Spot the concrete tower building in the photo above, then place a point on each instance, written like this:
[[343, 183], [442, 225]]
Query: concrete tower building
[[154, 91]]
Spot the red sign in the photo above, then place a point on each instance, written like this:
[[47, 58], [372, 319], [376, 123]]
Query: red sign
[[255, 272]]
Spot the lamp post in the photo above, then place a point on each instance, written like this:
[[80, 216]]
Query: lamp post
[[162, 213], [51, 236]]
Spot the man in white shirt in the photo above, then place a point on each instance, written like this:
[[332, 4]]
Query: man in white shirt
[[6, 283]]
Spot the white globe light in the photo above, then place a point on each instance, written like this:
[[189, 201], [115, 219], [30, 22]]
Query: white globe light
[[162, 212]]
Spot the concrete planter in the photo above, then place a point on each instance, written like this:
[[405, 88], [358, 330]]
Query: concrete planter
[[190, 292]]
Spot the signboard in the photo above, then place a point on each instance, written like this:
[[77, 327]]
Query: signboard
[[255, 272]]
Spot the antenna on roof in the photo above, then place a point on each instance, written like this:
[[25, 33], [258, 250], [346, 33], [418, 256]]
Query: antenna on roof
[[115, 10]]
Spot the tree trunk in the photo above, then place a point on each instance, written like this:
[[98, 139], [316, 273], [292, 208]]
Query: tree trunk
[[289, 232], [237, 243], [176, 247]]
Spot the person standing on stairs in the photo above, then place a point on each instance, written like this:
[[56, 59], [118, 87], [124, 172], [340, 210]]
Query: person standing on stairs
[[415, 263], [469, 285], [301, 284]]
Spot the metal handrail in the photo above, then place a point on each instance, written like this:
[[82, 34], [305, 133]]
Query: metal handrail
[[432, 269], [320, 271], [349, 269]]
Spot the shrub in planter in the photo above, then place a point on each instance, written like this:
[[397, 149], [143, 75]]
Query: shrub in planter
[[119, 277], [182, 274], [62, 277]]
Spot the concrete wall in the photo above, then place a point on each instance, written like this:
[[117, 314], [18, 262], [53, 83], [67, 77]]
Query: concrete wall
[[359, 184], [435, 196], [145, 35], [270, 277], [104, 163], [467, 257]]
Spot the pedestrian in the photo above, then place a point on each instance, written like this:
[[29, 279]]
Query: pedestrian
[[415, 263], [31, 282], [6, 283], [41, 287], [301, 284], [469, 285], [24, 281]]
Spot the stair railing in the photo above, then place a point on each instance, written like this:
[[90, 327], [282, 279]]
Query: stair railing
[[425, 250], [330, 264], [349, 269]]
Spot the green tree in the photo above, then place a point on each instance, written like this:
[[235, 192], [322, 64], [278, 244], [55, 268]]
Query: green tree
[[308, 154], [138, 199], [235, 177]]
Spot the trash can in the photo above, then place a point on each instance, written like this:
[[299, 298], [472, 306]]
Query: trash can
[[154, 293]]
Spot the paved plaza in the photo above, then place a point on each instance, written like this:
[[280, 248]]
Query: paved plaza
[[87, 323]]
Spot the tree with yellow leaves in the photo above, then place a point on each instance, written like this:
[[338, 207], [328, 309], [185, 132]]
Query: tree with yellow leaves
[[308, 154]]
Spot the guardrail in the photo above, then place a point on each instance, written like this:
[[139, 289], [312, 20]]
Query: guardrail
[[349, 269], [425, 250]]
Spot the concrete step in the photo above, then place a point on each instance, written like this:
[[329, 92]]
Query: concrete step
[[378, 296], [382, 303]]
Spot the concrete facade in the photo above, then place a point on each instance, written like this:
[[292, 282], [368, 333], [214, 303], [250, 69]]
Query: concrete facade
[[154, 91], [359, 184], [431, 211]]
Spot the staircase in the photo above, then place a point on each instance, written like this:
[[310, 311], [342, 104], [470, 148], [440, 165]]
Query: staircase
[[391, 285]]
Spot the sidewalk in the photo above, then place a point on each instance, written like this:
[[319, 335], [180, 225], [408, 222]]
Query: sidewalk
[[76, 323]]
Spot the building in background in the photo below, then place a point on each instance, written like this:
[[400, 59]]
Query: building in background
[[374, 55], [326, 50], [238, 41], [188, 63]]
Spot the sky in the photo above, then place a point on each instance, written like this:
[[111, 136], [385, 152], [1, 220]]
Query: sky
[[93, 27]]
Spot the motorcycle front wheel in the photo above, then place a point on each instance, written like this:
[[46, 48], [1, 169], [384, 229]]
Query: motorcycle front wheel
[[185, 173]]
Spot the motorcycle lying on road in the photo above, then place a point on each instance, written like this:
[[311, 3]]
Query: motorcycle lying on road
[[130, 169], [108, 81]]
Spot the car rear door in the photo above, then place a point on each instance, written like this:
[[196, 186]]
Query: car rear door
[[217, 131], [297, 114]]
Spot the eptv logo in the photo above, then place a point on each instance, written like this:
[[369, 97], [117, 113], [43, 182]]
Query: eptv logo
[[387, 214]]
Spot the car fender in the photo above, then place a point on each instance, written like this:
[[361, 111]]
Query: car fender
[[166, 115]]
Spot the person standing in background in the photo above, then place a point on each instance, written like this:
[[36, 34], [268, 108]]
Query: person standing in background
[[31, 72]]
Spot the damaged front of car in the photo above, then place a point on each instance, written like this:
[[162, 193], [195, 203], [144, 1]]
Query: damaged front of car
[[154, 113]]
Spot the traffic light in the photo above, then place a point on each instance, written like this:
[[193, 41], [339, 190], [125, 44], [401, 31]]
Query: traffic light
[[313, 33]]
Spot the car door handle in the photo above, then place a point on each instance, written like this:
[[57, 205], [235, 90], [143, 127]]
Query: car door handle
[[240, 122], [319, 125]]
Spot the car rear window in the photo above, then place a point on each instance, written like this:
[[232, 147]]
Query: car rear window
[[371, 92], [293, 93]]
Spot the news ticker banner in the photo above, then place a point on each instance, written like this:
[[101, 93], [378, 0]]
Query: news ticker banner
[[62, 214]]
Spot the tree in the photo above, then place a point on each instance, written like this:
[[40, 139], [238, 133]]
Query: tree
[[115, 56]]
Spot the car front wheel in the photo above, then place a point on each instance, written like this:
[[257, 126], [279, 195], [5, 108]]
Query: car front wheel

■ ■ ■ ■

Instructions to follow: Your task is to restate, word for word, only those lines above that fall between the line holding "Spot the tree trunk" and the line holding "Spot the person standing on", inclusive.

Solution to this task:
Spot the tree trunk in the photo above, then place a point on each instance, written like this:
[[98, 139], [316, 273], [292, 208]]
Query: tree trunk
[[289, 232], [237, 243], [176, 247]]
Spot the person standing on stairs in the photo above, then place a point on each instance, written like this:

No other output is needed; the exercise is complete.